- WHAT THE TASK REQUIRES: Going through the entries below, copy out each line that contains "yellow".

Records from a data source
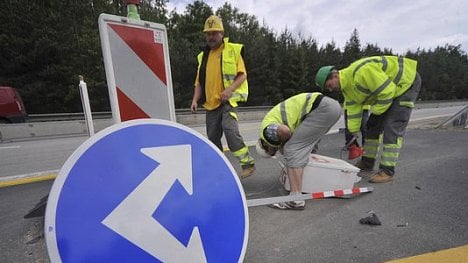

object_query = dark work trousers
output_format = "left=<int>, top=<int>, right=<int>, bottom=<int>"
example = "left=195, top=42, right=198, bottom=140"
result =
left=205, top=103, right=246, bottom=152
left=362, top=73, right=422, bottom=175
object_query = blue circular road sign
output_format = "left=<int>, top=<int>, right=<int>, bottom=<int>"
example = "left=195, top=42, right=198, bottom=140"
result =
left=45, top=119, right=249, bottom=262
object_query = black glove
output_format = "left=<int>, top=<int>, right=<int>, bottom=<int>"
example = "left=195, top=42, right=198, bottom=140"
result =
left=359, top=213, right=382, bottom=225
left=366, top=114, right=384, bottom=128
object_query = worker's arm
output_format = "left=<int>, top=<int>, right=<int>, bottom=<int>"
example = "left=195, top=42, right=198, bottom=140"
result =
left=345, top=101, right=364, bottom=134
left=191, top=64, right=202, bottom=113
left=191, top=84, right=202, bottom=113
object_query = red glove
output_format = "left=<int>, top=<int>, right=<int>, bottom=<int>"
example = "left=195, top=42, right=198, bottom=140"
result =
left=348, top=144, right=364, bottom=160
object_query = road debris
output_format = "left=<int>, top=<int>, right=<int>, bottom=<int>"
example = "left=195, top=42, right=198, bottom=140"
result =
left=359, top=213, right=382, bottom=226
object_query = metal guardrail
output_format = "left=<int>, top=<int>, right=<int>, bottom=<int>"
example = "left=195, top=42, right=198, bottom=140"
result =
left=28, top=106, right=274, bottom=122
left=27, top=100, right=468, bottom=123
left=435, top=105, right=468, bottom=128
left=28, top=112, right=112, bottom=122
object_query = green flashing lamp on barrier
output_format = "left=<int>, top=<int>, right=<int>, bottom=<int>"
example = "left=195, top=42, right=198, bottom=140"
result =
left=126, top=0, right=141, bottom=20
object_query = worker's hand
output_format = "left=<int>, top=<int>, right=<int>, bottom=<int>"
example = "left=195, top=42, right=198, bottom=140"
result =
left=347, top=144, right=364, bottom=159
left=351, top=133, right=360, bottom=145
left=190, top=101, right=198, bottom=113
left=221, top=88, right=233, bottom=103
left=344, top=133, right=359, bottom=150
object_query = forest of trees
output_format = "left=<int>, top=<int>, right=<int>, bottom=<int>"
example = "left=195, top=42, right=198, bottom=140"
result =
left=1, top=0, right=467, bottom=114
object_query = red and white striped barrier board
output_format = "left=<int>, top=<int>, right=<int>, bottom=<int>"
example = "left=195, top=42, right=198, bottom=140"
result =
left=246, top=187, right=373, bottom=207
left=98, top=14, right=176, bottom=123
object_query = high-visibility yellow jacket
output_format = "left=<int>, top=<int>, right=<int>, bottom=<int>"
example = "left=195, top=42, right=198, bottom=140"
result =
left=260, top=92, right=323, bottom=145
left=339, top=56, right=418, bottom=133
left=344, top=103, right=371, bottom=111
left=197, top=38, right=249, bottom=107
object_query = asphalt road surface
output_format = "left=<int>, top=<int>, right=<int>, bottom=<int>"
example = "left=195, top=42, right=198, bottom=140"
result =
left=1, top=126, right=467, bottom=262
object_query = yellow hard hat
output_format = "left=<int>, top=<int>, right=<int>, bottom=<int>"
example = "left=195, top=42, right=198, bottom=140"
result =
left=203, top=15, right=224, bottom=32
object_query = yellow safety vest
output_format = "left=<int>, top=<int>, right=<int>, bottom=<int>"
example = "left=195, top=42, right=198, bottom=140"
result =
left=260, top=93, right=323, bottom=146
left=340, top=56, right=418, bottom=133
left=197, top=38, right=249, bottom=107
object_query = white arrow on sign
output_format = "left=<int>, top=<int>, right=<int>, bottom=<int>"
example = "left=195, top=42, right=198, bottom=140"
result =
left=102, top=144, right=207, bottom=263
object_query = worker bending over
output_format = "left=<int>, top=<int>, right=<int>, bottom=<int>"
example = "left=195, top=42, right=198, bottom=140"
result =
left=315, top=56, right=421, bottom=183
left=256, top=92, right=341, bottom=210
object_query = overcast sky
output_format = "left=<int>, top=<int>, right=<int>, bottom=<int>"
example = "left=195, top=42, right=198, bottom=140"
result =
left=166, top=0, right=468, bottom=54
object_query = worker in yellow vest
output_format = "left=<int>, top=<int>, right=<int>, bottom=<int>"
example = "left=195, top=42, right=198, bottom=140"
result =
left=315, top=56, right=421, bottom=183
left=256, top=93, right=341, bottom=209
left=191, top=15, right=255, bottom=178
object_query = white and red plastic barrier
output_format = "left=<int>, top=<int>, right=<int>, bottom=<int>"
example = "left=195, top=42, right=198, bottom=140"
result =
left=246, top=187, right=373, bottom=207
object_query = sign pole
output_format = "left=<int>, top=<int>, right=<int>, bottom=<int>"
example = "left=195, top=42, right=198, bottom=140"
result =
left=78, top=75, right=95, bottom=136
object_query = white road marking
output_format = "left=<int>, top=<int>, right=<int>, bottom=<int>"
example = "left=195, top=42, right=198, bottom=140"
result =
left=0, top=145, right=20, bottom=150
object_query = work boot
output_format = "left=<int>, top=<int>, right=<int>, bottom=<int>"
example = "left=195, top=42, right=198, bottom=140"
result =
left=241, top=165, right=255, bottom=179
left=368, top=170, right=393, bottom=183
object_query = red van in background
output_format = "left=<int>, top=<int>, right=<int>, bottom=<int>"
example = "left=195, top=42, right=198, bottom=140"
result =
left=0, top=86, right=28, bottom=123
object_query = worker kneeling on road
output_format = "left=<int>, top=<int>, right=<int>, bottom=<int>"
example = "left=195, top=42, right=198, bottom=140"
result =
left=315, top=56, right=421, bottom=183
left=256, top=92, right=341, bottom=210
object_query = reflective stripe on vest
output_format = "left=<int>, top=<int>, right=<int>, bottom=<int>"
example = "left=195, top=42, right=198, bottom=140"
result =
left=279, top=93, right=312, bottom=126
left=352, top=56, right=414, bottom=104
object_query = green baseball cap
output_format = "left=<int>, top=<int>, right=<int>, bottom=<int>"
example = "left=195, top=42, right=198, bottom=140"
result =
left=315, top=65, right=335, bottom=89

- SOLUTION:
object_query = high-visibility yellow jacket
object_query = yellow hard hat
object_query = yellow safety vest
object_query = worker in yellow vest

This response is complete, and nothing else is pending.